<<<<
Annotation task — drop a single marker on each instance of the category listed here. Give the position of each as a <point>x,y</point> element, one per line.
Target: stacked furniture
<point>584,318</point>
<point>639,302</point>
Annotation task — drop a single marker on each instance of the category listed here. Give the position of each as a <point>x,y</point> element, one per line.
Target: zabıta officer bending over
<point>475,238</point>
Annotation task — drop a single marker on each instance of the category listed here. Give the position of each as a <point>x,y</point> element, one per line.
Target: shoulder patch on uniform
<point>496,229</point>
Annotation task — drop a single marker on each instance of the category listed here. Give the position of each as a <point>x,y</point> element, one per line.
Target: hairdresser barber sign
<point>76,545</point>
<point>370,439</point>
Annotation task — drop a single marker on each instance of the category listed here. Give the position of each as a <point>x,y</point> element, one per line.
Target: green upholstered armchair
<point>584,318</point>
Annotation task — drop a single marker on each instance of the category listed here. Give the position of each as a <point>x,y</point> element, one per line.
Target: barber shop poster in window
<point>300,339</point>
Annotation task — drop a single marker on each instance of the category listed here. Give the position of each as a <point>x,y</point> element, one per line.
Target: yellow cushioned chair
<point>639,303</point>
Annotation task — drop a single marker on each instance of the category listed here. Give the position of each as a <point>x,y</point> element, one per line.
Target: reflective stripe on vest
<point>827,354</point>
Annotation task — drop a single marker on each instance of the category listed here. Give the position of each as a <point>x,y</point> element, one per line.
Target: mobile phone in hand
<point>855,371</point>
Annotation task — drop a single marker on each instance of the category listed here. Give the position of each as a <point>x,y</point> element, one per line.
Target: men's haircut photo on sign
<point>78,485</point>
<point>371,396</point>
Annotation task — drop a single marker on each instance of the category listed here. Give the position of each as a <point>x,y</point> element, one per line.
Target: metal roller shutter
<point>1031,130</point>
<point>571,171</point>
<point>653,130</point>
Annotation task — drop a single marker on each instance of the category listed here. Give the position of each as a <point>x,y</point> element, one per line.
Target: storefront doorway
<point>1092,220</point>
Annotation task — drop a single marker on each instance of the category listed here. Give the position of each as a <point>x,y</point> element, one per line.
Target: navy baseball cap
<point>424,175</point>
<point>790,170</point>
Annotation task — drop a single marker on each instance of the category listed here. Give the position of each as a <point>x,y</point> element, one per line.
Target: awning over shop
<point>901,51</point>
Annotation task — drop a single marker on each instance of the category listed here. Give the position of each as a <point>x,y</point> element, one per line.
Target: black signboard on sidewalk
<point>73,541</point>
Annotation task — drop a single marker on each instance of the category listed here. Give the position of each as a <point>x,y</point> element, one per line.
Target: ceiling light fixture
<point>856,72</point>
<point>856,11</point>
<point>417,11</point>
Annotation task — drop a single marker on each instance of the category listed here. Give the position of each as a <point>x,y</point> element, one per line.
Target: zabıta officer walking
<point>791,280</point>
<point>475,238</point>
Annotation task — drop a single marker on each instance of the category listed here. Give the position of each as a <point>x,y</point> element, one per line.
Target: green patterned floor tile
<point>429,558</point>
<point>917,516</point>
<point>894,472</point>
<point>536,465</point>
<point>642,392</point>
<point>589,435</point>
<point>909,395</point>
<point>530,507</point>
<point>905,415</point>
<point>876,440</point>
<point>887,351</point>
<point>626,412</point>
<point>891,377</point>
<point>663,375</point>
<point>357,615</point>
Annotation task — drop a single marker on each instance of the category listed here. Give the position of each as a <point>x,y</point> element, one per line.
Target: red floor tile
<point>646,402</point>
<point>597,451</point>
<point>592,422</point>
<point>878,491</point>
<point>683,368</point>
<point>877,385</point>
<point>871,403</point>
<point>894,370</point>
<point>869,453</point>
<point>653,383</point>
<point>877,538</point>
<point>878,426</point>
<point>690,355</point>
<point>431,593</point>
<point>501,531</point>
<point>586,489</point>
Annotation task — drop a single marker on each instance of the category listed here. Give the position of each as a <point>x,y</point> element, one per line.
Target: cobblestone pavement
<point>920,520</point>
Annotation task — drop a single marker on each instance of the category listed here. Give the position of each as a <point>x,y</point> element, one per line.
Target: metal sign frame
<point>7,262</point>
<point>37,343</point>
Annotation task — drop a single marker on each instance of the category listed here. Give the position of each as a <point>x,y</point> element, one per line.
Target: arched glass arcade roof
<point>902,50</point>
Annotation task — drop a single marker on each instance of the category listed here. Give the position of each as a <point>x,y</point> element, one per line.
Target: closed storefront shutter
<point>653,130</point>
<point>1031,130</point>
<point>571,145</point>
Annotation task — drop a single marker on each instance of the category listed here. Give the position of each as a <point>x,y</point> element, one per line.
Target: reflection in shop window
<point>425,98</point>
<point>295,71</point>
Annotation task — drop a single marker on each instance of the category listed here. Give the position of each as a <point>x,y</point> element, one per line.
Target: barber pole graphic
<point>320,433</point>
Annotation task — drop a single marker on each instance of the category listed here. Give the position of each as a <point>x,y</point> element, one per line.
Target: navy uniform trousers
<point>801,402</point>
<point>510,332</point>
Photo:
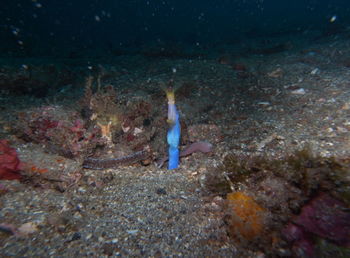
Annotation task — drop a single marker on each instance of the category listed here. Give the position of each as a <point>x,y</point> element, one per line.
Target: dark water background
<point>58,27</point>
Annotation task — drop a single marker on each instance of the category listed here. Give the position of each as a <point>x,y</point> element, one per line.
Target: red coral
<point>10,165</point>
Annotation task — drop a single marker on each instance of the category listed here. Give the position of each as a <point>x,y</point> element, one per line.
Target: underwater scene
<point>173,128</point>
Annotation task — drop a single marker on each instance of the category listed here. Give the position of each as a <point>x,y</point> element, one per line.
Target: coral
<point>246,217</point>
<point>324,217</point>
<point>101,107</point>
<point>60,131</point>
<point>10,165</point>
>>>>
→ What to work on:
Please copy every row above word for word, and leave the pictures out of your answer.

→ Written solution:
Annotation task — drop a single marker on each instance of the category listed here. Give the position of each as a <point>x,y</point> element, one per line.
Target: stacked furniture
<point>584,318</point>
<point>639,302</point>
Annotation task — drop a single marker on each instance of the category listed here. Give the position of each as a <point>x,y</point> element, one per line.
Target: zabıta officer bending over
<point>475,238</point>
Annotation task — drop a single marker on each instance of the category listed here. Give the position of each as a <point>x,y</point> element, one per line.
Target: shoulder patch on uniform
<point>496,229</point>
Annotation task — drop a single marker on each instance of the category listed here. Give the position of each as a <point>x,y</point> element, one per line.
Target: hairdresser barber sign
<point>76,545</point>
<point>370,439</point>
Annotation task — drop a single marker on each instance of the category listed here. Give the position of each as a <point>x,y</point> element, one per line.
Target: green upholstered armchair
<point>584,318</point>
Annotation task — drop a single marker on each instance of the category listed here. Give the position of each as a <point>x,y</point> element, one per line.
Target: barber shop poster in window
<point>300,339</point>
Annotation task — drop a single marker on each instance of the category listed here. Give the position of each as a <point>x,y</point> element, one per line.
Target: yellow cushioned chair
<point>639,303</point>
Annotation task — drop a single marker on each instance of the category listed here. Give the position of each as a <point>x,y</point> element, one per line.
Target: reflective stripe on vest
<point>827,354</point>
Annotation task — drop a single marker on each instance of the category listed here. Give the position of each as a <point>x,y</point> element, one per line.
Target: mobile phone in hand
<point>855,371</point>
Annotation task — drop a single marker on each instance of the category listed here. Give the position of each as a <point>x,y</point> element, one per line.
Target: men's haircut photo on sign
<point>78,485</point>
<point>371,396</point>
Annotation task — drop a single marker on each instance of the category listed here. Give the position of each as a <point>x,y</point> element, one per line.
Target: metal roller shutter
<point>1031,130</point>
<point>571,171</point>
<point>653,130</point>
Annotation task — drop a single marker on each instance of the category listed here. Give the position of each as a <point>x,y</point> element, one per line.
Target: storefront doorway
<point>1092,220</point>
Annotation task — drop a single marker on each instance of the category listed here. Give the position of each as a <point>x,y</point> element, one per line.
Target: navy baseball cap
<point>424,175</point>
<point>790,170</point>
Annotation task — drop a single marker on each instance of the category listed here. Give the position of each as a <point>x,y</point> element, one per line.
Target: awning over shop
<point>901,51</point>
Annotation task — drop a single marker on each instance of the category listed here. Give the position of each as a <point>x,y</point> element, one per line.
Target: black signboard on sidewalk
<point>73,541</point>
Annotation task — drop a single marker on each instance of the category listed here. Give the position of each as a <point>x,y</point> element, one per line.
Target: ceiling light fixture
<point>856,72</point>
<point>856,11</point>
<point>417,11</point>
Annotation task — drop a single marker on each instance of the category listed here. Give the position of each as a <point>x,y</point> element, one per line.
Target: zabıta officer walking
<point>791,280</point>
<point>475,238</point>
Annotation task — drop a single marker on each instance of the category listed here. Give the position of each as a <point>x,y</point> element, one per line.
Target: green patterned floor tile
<point>429,558</point>
<point>917,516</point>
<point>894,472</point>
<point>536,465</point>
<point>642,392</point>
<point>589,435</point>
<point>909,395</point>
<point>530,507</point>
<point>905,415</point>
<point>876,440</point>
<point>887,351</point>
<point>626,412</point>
<point>891,377</point>
<point>663,375</point>
<point>357,615</point>
Annotation task — drop a single marker on each instance of the category listed here. Give the position of each as a <point>x,y</point> element, one per line.
Target: red floor tile
<point>646,402</point>
<point>597,451</point>
<point>592,422</point>
<point>878,491</point>
<point>683,368</point>
<point>877,385</point>
<point>871,403</point>
<point>894,370</point>
<point>869,453</point>
<point>653,383</point>
<point>877,538</point>
<point>878,426</point>
<point>690,355</point>
<point>431,593</point>
<point>501,531</point>
<point>586,489</point>
Annotation task — drop a single marker on each instance of the category listed here. Give the position of each as a <point>x,y</point> element, one per line.
Target: cobblestone pavement
<point>920,520</point>
Annotation task — drop a single marker on each instance of the category listed here. Give the position of each as a <point>x,y</point> element, one per line.
Target: metal sign frame
<point>7,262</point>
<point>37,343</point>
Annotation task — drop a single marker on each instance of the category listed here. Give the position of each as a <point>x,y</point> element, one per line.
Target: arched glass arcade roof
<point>902,50</point>
Annotation task — drop a single marker on each instance of the category listed here. Give the position of each as a <point>x,y</point> element, one per line.
Target: closed storefront shutter
<point>653,130</point>
<point>1031,130</point>
<point>571,145</point>
Annotation task — drop a single marker on each instance of the category listed here. Give the position of each as a <point>x,y</point> element, one per line.
Target: reflection in shop window
<point>425,98</point>
<point>295,71</point>
Annotation task — drop a single marker on each instance of the category listed here. Give the position of each as a <point>x,y</point> element, one per line.
Target: barber pole graphic
<point>320,433</point>
Annotation task — drop a single marker on each instance of the category listed here. Give the position of each as a <point>x,y</point> element, one per line.
Target: navy uniform trousers
<point>801,402</point>
<point>510,332</point>
Photo:
Annotation task — drop a single marker on each instance of the category listed here. Give the position of each as a <point>x,y</point> element, one per line.
Target: dark water background
<point>58,27</point>
Annotation task — drop a single marker on each instance of the category listed here. Give the position of each as a <point>x,y</point> element, one per line.
Target: red coral
<point>10,165</point>
Annotation task — drop a single marker on each instance of the category listed here. Give the position of each as a <point>x,y</point> element, one per line.
Target: underwater scene
<point>173,128</point>
Annotation task — drop a single marker on each instance of the category listed here. Give the position of each as a <point>x,y</point> element, one per line.
Target: coral
<point>246,217</point>
<point>324,217</point>
<point>101,107</point>
<point>60,131</point>
<point>10,165</point>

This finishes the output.